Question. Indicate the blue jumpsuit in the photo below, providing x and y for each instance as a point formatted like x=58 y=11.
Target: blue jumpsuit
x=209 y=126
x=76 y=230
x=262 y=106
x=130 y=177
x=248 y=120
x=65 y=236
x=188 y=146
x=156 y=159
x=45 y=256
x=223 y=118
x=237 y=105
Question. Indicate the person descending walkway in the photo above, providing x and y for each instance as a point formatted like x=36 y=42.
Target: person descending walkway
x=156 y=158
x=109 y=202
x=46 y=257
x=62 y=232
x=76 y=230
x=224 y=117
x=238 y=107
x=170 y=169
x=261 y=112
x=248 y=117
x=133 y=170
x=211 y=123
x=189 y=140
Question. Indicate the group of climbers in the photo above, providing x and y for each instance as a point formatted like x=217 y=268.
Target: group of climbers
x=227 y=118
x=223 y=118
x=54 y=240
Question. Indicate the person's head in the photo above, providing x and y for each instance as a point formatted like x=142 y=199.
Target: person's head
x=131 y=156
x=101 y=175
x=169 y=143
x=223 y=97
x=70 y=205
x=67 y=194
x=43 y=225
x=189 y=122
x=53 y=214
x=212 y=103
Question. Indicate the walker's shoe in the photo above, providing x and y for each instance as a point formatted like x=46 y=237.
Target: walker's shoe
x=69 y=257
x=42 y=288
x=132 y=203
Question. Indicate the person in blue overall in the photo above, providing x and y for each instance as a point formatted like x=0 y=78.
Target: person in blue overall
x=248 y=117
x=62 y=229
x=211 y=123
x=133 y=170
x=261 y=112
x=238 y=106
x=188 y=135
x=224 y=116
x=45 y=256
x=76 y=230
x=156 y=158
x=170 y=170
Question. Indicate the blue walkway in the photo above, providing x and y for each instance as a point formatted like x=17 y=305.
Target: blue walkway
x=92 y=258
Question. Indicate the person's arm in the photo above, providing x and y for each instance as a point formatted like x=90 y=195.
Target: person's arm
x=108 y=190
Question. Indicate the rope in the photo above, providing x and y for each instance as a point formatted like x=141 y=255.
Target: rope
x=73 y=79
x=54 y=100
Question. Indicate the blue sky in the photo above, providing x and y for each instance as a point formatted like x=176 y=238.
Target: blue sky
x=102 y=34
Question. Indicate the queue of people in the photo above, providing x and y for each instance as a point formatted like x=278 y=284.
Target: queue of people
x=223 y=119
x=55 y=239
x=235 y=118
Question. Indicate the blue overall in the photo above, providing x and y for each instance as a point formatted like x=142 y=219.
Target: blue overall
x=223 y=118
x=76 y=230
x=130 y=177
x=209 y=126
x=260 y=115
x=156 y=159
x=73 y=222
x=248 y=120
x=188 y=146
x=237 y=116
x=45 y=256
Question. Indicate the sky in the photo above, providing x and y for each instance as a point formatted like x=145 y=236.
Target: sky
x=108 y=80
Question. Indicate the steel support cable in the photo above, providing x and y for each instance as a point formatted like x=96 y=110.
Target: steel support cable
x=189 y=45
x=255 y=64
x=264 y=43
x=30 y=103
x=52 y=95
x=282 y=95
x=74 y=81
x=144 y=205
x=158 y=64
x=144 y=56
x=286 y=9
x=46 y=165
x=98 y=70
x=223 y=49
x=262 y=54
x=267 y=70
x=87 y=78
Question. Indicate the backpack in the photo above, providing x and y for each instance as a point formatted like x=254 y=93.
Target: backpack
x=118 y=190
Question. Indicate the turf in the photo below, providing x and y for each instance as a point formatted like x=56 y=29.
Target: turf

# # # #

# What to produce
Reproduce the items above word for word, from the very first line up to and including the line with "x=132 y=203".

# Response below
Question. Indicate the blue jumpsuit in the photo below, providing x and y for each instance as a point formatted like x=58 y=11.
Target: blue jumpsuit
x=209 y=126
x=76 y=230
x=262 y=106
x=130 y=177
x=248 y=120
x=65 y=236
x=188 y=146
x=156 y=159
x=45 y=256
x=223 y=118
x=237 y=105
Question. Indicate the person descending walkway in the photo above, providing x and y for each instance as a point formatted like x=36 y=42.
Target: person descending walkway
x=156 y=158
x=109 y=202
x=46 y=257
x=62 y=232
x=76 y=230
x=224 y=117
x=238 y=107
x=170 y=169
x=261 y=112
x=248 y=117
x=133 y=170
x=211 y=123
x=189 y=140
Question. Indicate the group of climbers in the photo above, providing x and y for each instance as a point formatted like x=217 y=268.
Target: group of climbers
x=227 y=118
x=223 y=118
x=54 y=240
Question. Indicate the person's head in the photo above, providing x and y for each instance as a point formatted like x=142 y=199.
Target: person's head
x=131 y=156
x=101 y=175
x=169 y=143
x=223 y=97
x=70 y=205
x=67 y=194
x=43 y=225
x=189 y=122
x=53 y=214
x=212 y=103
Question. Indicate the walker's shoe in the photo above, providing x and y for each instance as a point formatted like x=46 y=237.
Target: walker's shoe
x=69 y=257
x=42 y=288
x=132 y=203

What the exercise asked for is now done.